*Activity*:
Your answer should consist of the lines holding "target", copied from the material below.
----
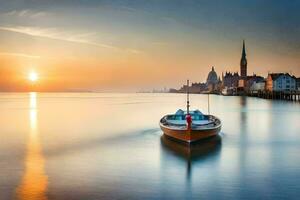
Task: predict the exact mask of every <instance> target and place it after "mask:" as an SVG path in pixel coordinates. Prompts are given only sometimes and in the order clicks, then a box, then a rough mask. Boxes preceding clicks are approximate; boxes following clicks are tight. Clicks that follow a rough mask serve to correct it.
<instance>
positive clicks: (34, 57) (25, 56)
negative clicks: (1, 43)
mask: <svg viewBox="0 0 300 200" xmlns="http://www.w3.org/2000/svg"><path fill="white" fill-rule="evenodd" d="M0 56H17V57H24V58H33V59H39V58H41V56H37V55H29V54H23V53H11V52H0Z"/></svg>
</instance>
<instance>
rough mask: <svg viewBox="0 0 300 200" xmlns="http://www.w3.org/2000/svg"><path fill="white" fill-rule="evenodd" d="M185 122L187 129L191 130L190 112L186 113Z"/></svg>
mask: <svg viewBox="0 0 300 200" xmlns="http://www.w3.org/2000/svg"><path fill="white" fill-rule="evenodd" d="M186 123H187V129H188V130H191V128H192V116H191V115H190V114H187V115H186Z"/></svg>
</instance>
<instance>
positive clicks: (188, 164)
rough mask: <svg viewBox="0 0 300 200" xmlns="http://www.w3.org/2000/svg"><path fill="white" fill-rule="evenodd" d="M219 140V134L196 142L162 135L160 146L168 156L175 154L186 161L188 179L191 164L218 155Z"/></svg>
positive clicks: (191, 165) (175, 155) (218, 154)
mask: <svg viewBox="0 0 300 200" xmlns="http://www.w3.org/2000/svg"><path fill="white" fill-rule="evenodd" d="M221 141H222V140H221V136H219V135H217V136H215V137H212V138H208V139H205V140H202V141H199V142H197V143H191V144H186V143H183V142H180V141H177V140H174V139H172V138H170V137H168V136H166V135H162V136H161V147H162V150H163V151H164V152H166V154H168V156H169V155H170V156H171V155H173V156H176V157H177V158H180V159H182V160H184V161H185V162H186V163H187V178H188V179H190V177H191V174H192V164H193V163H196V162H201V161H204V160H205V159H211V158H214V157H216V156H217V155H219V153H220V150H221V144H222V142H221Z"/></svg>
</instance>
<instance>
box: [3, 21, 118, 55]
mask: <svg viewBox="0 0 300 200" xmlns="http://www.w3.org/2000/svg"><path fill="white" fill-rule="evenodd" d="M0 30H3V31H10V32H15V33H22V34H25V35H30V36H37V37H43V38H49V39H55V40H62V41H67V42H75V43H81V44H86V45H93V46H98V47H103V48H109V49H115V50H120V48H118V47H115V46H112V45H109V44H103V43H98V42H94V41H92V40H91V39H90V37H91V36H93V35H96V33H95V32H87V33H74V32H66V31H60V30H58V29H57V28H40V27H28V26H26V27H25V26H15V27H8V26H0Z"/></svg>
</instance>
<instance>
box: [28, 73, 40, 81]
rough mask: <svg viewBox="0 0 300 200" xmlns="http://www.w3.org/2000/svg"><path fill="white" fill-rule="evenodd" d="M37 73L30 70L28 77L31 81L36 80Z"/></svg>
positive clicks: (37, 78) (37, 76)
mask: <svg viewBox="0 0 300 200" xmlns="http://www.w3.org/2000/svg"><path fill="white" fill-rule="evenodd" d="M38 78H39V77H38V74H37V73H36V72H30V73H29V74H28V79H29V80H30V81H31V82H36V81H37V80H38Z"/></svg>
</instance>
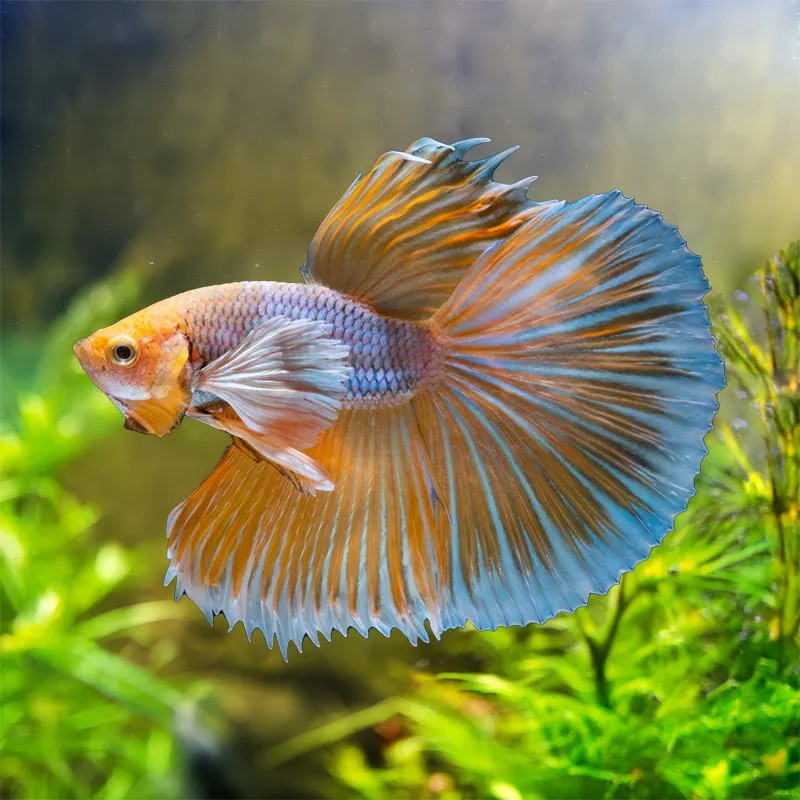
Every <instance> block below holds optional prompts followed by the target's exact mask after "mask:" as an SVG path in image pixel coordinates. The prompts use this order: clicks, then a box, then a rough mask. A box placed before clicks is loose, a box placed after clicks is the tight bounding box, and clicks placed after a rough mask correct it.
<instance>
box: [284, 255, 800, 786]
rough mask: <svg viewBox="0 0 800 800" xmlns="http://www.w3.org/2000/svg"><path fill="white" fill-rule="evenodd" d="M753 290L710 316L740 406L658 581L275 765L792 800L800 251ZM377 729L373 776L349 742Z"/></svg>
mask: <svg viewBox="0 0 800 800" xmlns="http://www.w3.org/2000/svg"><path fill="white" fill-rule="evenodd" d="M754 281H755V282H756V283H757V284H758V287H759V291H758V292H757V293H754V296H753V297H752V298H750V297H748V296H747V295H745V293H743V292H738V293H737V295H736V297H735V299H734V302H733V303H732V304H726V305H725V306H724V307H718V308H717V309H716V312H715V314H714V317H715V319H716V324H715V328H714V330H715V333H716V335H717V337H718V341H719V348H720V350H721V352H722V354H723V356H724V358H725V361H726V365H727V374H728V382H729V388H728V389H727V390H726V391H725V392H723V397H722V409H721V412H720V414H719V416H718V419H717V424H716V427H715V432H714V433H713V434H712V435H710V436H709V437H708V439H707V445H708V448H709V451H710V453H709V456H708V458H707V459H706V462H705V464H704V468H703V472H702V476H701V478H699V479H698V482H697V495H696V497H695V498H694V499H693V501H692V502H691V504H690V506H689V509H688V510H687V511H686V512H685V513H684V514H682V515H681V516H680V517H679V518H678V521H677V526H676V530H675V532H674V533H673V534H672V535H670V536H669V537H668V539H667V540H666V542H665V543H664V544H663V545H662V546H660V547H659V548H657V549H656V550H654V551H653V553H652V554H651V556H650V558H649V559H648V560H647V561H646V562H644V563H642V564H640V565H639V567H638V568H637V569H636V570H635V571H634V572H633V573H631V574H628V575H626V576H625V577H624V579H623V580H622V581H621V583H620V584H619V585H618V586H617V587H615V588H614V589H612V591H611V592H609V593H608V595H606V596H604V597H596V596H595V597H593V598H592V599H591V601H590V603H589V604H588V606H587V607H585V608H583V609H581V610H580V611H578V612H577V613H576V614H574V615H572V616H566V615H560V616H559V617H557V618H556V619H554V620H552V621H551V622H549V623H548V624H546V625H543V626H533V627H530V628H528V629H524V630H521V629H509V630H498V631H496V632H494V633H490V634H478V633H475V634H473V637H474V638H471V640H470V642H469V644H470V645H471V649H470V656H471V657H472V659H473V660H474V661H475V663H476V666H477V667H478V668H477V669H475V670H473V671H472V672H451V673H445V674H429V673H425V672H416V673H414V674H413V675H412V680H413V682H414V688H413V690H412V691H410V692H409V694H407V695H406V696H403V697H397V698H393V699H391V700H387V701H384V702H383V703H381V704H380V705H378V706H376V707H374V708H367V709H365V710H363V711H361V712H359V713H357V714H355V715H353V716H350V717H344V718H341V719H338V720H335V721H333V722H331V723H330V724H329V725H327V726H324V727H322V728H319V729H317V730H315V731H311V732H308V733H306V734H303V735H302V736H300V737H297V738H296V739H294V740H292V741H289V742H285V743H284V744H283V745H281V746H280V747H278V748H275V749H274V750H273V751H272V752H271V754H270V756H269V758H270V764H272V765H273V766H277V765H278V764H282V763H285V762H288V761H290V760H292V759H294V758H297V757H298V756H300V755H301V754H303V753H307V752H308V751H310V750H313V749H314V748H326V747H327V748H331V749H328V750H326V751H325V752H326V756H325V757H326V758H327V759H328V764H329V769H330V772H331V774H332V776H333V777H334V778H335V779H336V780H337V781H338V782H339V784H340V786H343V787H345V791H346V792H348V793H351V794H356V795H358V796H361V797H366V798H393V797H442V798H463V797H469V798H472V797H475V798H484V797H493V798H497V800H521V799H522V798H526V799H527V798H534V797H542V798H556V797H557V798H567V797H574V798H584V797H636V798H648V797H649V798H663V797H687V798H723V797H747V798H750V797H780V796H789V795H792V793H793V791H796V790H797V787H798V785H800V766H798V760H799V757H800V691H798V658H797V657H798V649H797V634H798V624H799V623H798V600H799V595H798V592H799V590H798V563H800V556H799V553H798V537H799V528H798V496H799V495H798V474H800V471H799V470H798V457H799V456H798V453H800V449H799V447H800V441H799V439H800V424H799V423H800V414H798V409H799V408H800V405H799V403H800V393H799V392H798V334H799V332H798V319H800V243H798V242H795V243H793V244H792V245H790V246H789V247H788V248H786V250H784V251H783V252H781V253H780V254H779V255H778V256H776V257H775V258H774V259H772V260H771V261H770V262H769V263H767V264H766V265H765V266H764V267H763V268H762V269H761V270H760V271H759V272H758V273H757V274H756V276H754ZM454 641H459V642H460V644H458V645H457V646H458V647H460V648H461V650H462V652H463V650H464V640H463V639H460V640H455V639H454ZM364 729H372V731H373V735H374V738H375V739H376V740H377V745H378V748H379V754H380V755H379V757H378V760H377V763H376V760H375V754H374V748H371V750H370V752H371V753H372V755H370V757H369V758H368V757H367V755H366V753H365V751H364V750H362V749H361V747H360V746H359V745H357V744H356V743H354V741H353V740H352V739H348V738H347V737H348V734H352V733H354V732H355V731H361V730H364ZM343 740H344V742H345V743H344V744H342V741H343ZM794 796H796V795H794Z"/></svg>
----
*Written answer*:
Task: predict the exact mask of every <instance> target and place it after "mask:" as an SVG path in pixel coordinates. Prompts are given only sometimes and in the order clicks, then a box, then a rough mask. Boxes preceding clicks are approximate; boxes following clicks are tight. Clicks that follow a rough mask serve to correct it.
Every <instance> block below holds optional prompts followed by the target's exact mask after "mask:" as an SVG path in image pixel coordinates. The prompts use this order: clicks, then a box, then a rough mask. A box placed before clicks is loose, a box placed after clicks is the tight bounding box, and clicks placed after a rough mask correct it.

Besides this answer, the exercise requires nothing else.